What to do
Render the data from its first line through the line containing "[[414, 36]]", inclusive, as a numbered list, omitting blank lines.

### Data provided ###

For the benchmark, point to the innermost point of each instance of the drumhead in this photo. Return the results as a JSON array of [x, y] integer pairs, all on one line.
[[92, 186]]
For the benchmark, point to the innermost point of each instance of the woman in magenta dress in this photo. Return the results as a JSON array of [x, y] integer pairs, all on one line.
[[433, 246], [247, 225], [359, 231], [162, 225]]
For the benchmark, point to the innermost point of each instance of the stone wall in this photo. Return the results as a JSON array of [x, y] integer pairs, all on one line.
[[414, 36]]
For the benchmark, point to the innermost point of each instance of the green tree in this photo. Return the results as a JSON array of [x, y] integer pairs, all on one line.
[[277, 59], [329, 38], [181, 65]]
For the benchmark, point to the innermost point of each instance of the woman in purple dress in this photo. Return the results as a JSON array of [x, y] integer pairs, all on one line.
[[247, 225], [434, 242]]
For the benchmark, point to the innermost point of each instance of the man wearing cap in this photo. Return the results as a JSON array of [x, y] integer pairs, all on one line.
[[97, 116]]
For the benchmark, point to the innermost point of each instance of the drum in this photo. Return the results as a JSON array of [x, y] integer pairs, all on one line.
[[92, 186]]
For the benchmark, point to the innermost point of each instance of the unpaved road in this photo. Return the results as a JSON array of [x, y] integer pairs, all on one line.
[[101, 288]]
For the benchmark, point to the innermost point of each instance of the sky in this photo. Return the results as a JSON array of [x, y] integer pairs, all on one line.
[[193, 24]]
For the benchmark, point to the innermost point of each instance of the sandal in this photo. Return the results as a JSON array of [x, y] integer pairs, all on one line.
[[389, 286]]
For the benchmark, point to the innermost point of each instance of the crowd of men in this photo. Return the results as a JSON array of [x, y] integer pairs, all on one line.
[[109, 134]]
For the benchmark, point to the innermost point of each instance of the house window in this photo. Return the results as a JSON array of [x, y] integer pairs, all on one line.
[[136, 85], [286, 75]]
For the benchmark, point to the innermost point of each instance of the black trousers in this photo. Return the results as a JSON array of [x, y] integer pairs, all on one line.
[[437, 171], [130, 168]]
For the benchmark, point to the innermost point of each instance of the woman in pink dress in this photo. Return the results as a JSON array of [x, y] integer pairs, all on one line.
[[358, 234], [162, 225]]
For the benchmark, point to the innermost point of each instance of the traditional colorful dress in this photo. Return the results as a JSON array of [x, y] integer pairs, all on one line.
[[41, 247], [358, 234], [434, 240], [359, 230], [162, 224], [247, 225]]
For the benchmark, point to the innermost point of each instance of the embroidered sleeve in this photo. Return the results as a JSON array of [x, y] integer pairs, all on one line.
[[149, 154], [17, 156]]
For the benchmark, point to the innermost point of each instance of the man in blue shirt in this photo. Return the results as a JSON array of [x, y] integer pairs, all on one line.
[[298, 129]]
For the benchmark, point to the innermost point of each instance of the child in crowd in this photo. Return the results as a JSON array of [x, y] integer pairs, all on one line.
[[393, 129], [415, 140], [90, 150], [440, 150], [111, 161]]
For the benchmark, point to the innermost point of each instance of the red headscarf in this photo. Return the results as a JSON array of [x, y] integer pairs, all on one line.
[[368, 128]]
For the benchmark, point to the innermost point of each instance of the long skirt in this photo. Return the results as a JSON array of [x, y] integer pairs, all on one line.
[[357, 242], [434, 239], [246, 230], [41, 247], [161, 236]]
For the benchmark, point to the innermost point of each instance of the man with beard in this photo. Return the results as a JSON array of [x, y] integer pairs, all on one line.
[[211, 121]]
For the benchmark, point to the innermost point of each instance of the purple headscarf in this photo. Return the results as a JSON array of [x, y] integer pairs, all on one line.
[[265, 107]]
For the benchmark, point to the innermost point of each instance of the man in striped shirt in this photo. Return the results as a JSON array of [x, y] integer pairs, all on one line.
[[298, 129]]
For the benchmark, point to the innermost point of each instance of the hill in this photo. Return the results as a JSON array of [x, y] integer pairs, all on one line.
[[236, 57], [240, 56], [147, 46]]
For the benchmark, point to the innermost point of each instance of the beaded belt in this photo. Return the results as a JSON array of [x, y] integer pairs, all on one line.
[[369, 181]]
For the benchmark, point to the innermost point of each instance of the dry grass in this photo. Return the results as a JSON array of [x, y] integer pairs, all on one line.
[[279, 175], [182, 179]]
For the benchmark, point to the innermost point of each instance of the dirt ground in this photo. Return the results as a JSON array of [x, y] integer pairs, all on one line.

###

Answer to this task
1. For the benchmark, point to the innermost point of each instance of the drumhead in this photo. Return the results as a JSON array of [x, y] integer pairs, all on one line.
2. [[92, 186]]
3. For the benchmark, point to the innermost point of each instance of the woman in magenta dress in this photo. Return the results as a JSON array of [x, y] integer pairs, all on one line.
4. [[433, 246], [247, 225], [359, 231], [162, 225]]
5. For the benchmark, point to the innermost point of each instance of the stone wall in this photo. Return the results as a JSON array of [x, y] integer pairs, all on one line.
6. [[414, 36]]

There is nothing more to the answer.